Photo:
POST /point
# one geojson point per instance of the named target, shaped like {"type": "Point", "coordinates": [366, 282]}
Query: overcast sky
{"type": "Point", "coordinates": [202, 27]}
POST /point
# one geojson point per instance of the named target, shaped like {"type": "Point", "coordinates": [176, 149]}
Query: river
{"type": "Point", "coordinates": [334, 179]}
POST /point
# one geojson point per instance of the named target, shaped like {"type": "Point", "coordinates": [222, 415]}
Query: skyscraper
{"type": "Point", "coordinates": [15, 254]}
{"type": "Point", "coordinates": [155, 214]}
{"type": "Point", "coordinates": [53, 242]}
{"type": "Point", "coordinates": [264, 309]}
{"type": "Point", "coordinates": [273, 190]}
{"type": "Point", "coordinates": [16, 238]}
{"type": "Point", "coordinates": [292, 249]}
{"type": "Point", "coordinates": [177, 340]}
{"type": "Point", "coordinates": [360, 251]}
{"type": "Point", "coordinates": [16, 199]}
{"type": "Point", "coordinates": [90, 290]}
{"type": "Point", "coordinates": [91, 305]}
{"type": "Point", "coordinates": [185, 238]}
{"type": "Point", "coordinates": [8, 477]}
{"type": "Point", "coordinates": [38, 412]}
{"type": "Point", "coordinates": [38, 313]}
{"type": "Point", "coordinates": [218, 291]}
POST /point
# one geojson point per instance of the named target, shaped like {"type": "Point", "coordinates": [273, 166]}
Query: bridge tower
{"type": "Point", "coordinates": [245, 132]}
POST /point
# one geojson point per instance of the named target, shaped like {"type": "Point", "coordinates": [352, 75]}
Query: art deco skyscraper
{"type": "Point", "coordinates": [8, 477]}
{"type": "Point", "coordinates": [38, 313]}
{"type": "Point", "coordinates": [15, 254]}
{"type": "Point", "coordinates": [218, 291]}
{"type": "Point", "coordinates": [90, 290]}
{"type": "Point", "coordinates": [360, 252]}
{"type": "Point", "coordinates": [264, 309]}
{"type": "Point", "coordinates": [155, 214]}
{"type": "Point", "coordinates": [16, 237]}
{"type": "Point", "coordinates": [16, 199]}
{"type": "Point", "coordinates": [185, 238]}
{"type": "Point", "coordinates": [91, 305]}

> **Problem to work on**: Only lines of the data holding the word "target" go in the answer. Please copy each of them.

> **Solution to this exercise**:
# one geojson point per instance of the named target, shaped like {"type": "Point", "coordinates": [366, 282]}
# one geojson point per instance of the named target, shaped like {"type": "Point", "coordinates": [176, 149]}
# one geojson point per instance of the named target, shaped like {"type": "Point", "coordinates": [222, 415]}
# one geojson point per instance of the named target, shaped like {"type": "Point", "coordinates": [273, 166]}
# one geojson point per instance of the named target, shaped like {"type": "Point", "coordinates": [352, 75]}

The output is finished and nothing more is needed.